### Task statement
Find each line in the rows below that contains the word "cabinet", and copy all of those lines.

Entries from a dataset

## start

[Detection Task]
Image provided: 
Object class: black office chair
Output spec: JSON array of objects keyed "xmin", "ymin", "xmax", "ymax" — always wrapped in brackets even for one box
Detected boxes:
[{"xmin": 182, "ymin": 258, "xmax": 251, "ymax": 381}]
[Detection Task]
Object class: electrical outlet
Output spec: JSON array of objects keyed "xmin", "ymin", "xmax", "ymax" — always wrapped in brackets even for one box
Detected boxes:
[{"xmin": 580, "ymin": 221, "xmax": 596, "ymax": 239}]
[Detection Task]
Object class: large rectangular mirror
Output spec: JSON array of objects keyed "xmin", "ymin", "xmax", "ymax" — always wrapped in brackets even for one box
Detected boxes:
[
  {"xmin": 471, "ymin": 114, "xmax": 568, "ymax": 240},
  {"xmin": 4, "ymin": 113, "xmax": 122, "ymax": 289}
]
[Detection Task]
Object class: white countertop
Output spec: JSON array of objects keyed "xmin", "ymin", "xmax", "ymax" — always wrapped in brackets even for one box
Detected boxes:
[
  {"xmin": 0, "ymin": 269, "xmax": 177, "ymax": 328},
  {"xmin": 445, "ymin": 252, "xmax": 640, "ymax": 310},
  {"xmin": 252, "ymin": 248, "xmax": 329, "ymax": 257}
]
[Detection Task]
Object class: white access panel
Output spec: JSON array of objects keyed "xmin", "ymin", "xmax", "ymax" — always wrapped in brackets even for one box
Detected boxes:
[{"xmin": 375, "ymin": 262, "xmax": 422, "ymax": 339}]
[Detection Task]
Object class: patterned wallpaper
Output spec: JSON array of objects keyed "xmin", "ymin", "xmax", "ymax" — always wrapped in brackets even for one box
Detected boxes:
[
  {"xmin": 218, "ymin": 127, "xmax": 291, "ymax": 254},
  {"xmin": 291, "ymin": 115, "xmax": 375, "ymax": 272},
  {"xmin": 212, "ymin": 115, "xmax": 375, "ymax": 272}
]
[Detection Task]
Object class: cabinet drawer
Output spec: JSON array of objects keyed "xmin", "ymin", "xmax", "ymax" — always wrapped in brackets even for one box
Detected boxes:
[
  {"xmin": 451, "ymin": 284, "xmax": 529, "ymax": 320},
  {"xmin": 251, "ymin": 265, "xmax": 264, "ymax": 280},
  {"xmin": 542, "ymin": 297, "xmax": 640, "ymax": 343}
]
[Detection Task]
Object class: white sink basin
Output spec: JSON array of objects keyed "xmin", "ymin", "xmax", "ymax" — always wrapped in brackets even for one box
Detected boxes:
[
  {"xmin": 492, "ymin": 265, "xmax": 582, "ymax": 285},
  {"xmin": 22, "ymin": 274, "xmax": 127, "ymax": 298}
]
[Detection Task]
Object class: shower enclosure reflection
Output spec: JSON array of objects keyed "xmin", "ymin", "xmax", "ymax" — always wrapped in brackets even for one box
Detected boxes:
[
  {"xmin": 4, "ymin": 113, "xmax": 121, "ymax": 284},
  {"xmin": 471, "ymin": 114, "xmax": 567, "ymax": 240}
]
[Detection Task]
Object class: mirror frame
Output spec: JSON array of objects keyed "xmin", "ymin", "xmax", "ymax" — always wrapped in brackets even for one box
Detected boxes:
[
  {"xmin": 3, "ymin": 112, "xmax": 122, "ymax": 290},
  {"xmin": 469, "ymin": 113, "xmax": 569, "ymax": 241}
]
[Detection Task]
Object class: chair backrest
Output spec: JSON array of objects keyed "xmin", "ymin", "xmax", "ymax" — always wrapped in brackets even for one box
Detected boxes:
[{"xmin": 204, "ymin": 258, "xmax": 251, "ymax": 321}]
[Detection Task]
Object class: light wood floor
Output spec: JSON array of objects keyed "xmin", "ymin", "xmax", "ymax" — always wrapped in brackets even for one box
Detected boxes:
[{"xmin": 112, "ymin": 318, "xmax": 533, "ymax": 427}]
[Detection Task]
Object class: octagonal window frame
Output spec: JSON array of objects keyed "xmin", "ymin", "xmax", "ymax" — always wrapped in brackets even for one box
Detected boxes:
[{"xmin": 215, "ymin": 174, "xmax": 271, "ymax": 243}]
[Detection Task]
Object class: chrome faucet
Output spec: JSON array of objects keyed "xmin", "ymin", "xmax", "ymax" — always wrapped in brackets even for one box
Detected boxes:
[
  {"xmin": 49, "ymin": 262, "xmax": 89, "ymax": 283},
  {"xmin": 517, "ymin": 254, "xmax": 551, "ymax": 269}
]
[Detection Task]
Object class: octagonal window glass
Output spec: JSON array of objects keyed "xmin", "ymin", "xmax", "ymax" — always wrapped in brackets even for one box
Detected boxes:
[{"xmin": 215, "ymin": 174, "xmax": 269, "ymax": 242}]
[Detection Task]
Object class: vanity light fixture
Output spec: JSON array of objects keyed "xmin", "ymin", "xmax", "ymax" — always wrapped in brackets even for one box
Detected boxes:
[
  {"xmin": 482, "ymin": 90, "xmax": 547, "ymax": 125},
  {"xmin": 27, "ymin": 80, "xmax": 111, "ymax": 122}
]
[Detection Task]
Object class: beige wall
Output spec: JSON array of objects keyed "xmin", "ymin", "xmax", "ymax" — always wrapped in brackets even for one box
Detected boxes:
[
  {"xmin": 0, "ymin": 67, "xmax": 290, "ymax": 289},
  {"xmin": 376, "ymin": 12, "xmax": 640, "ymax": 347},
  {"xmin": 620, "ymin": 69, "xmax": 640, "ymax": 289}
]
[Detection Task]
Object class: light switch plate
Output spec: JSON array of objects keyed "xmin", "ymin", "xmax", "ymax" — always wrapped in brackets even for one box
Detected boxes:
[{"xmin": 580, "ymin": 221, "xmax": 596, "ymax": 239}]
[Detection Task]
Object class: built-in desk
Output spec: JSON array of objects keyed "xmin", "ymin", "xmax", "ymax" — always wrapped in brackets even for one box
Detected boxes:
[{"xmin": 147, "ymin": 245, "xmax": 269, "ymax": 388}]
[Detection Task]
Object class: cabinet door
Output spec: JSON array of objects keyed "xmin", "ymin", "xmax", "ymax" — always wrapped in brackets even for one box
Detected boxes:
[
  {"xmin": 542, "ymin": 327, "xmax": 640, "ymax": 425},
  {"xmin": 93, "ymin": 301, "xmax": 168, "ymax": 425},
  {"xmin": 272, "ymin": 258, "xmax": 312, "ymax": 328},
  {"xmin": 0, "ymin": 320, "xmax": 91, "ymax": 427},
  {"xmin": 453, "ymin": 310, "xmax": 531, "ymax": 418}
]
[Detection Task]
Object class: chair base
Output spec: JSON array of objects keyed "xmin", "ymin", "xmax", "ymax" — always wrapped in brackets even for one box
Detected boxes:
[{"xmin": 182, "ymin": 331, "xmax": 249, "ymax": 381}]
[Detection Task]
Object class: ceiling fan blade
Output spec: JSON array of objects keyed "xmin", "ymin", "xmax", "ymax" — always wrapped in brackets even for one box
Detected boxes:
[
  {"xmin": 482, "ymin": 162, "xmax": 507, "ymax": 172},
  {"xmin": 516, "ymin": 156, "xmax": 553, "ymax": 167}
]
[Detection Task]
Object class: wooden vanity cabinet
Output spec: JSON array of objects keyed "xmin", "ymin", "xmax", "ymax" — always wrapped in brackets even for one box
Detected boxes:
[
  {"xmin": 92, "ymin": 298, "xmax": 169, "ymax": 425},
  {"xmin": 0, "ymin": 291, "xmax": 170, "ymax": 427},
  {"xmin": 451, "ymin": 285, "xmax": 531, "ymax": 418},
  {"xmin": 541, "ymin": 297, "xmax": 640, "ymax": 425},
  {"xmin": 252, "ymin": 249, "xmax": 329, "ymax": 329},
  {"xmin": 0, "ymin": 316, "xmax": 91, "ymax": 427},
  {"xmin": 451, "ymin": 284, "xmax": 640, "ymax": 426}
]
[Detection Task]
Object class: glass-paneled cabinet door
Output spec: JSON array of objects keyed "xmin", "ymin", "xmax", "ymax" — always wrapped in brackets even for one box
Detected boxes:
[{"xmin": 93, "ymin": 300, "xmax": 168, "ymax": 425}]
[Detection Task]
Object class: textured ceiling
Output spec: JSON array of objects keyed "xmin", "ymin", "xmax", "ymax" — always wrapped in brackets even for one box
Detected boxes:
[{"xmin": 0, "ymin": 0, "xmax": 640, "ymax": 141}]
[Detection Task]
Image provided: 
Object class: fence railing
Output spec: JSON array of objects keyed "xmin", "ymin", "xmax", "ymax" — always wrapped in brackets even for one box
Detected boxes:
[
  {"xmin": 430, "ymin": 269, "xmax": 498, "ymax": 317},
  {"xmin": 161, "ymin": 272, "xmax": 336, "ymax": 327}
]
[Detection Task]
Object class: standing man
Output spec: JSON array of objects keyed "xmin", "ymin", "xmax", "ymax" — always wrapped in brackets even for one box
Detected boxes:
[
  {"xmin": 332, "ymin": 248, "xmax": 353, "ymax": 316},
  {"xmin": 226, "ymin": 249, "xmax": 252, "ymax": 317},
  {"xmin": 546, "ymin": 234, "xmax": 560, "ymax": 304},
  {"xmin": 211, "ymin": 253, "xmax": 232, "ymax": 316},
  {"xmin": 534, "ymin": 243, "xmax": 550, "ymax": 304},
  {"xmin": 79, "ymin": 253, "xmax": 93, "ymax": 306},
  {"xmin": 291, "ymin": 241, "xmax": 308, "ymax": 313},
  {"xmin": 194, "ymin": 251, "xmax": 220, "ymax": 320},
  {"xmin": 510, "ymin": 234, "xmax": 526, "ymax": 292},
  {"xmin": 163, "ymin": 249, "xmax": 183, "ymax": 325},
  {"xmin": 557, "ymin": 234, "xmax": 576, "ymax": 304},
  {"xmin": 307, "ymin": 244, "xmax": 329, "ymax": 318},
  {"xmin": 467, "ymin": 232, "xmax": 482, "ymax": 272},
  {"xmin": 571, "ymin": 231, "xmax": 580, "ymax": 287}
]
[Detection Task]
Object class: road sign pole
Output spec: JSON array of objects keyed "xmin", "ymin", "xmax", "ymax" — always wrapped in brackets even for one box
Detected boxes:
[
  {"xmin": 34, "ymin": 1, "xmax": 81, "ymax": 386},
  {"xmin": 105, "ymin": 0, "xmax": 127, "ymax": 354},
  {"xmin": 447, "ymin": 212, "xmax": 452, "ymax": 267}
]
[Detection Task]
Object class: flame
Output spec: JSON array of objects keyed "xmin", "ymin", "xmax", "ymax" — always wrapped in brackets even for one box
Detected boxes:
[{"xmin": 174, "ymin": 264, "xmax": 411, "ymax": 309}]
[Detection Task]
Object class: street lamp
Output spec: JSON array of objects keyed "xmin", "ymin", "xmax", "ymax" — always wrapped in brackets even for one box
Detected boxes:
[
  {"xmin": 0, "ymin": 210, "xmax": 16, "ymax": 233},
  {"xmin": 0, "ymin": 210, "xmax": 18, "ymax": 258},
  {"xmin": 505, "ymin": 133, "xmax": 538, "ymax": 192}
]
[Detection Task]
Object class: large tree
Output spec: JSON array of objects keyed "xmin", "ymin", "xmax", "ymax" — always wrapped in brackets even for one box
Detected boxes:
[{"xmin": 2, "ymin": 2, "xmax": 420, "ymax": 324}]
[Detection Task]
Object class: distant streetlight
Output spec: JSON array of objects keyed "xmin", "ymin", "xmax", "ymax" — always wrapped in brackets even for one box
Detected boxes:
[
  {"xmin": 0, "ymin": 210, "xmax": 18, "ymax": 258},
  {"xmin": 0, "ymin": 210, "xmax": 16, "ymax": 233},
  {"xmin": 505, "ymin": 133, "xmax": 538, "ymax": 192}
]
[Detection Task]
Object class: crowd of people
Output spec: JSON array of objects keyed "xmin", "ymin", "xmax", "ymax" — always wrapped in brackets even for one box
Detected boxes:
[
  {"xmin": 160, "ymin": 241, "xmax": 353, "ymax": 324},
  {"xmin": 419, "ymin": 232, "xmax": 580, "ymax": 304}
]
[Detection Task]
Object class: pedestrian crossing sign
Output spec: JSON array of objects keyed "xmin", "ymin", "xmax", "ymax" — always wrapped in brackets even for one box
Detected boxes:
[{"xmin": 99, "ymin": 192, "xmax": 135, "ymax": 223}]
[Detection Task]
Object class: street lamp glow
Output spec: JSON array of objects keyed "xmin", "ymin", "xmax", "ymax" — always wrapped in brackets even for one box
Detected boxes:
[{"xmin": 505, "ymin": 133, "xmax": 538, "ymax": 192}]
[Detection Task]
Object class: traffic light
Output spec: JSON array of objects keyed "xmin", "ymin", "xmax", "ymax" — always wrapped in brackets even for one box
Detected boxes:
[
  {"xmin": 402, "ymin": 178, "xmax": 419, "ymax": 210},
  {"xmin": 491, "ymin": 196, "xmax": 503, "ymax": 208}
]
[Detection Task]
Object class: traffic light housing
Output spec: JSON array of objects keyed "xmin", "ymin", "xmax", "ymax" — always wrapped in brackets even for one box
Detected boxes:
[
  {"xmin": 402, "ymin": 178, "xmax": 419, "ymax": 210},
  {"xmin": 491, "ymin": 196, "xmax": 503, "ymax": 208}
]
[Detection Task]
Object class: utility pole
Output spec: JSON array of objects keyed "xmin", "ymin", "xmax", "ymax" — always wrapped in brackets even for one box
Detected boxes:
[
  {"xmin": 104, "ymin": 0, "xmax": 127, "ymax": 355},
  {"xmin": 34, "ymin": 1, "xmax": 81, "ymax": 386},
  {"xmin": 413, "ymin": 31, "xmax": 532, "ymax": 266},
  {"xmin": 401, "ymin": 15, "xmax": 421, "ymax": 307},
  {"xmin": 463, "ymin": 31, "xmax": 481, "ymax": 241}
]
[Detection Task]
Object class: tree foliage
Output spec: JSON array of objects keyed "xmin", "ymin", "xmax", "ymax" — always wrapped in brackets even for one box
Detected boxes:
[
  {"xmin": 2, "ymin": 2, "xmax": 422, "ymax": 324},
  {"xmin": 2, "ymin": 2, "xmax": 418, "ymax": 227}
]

## end

### Reply to the task
Object class: cabinet drawer
Object class: cabinet door
Object class: wooden vanity cabinet
Object class: glass-paneled cabinet door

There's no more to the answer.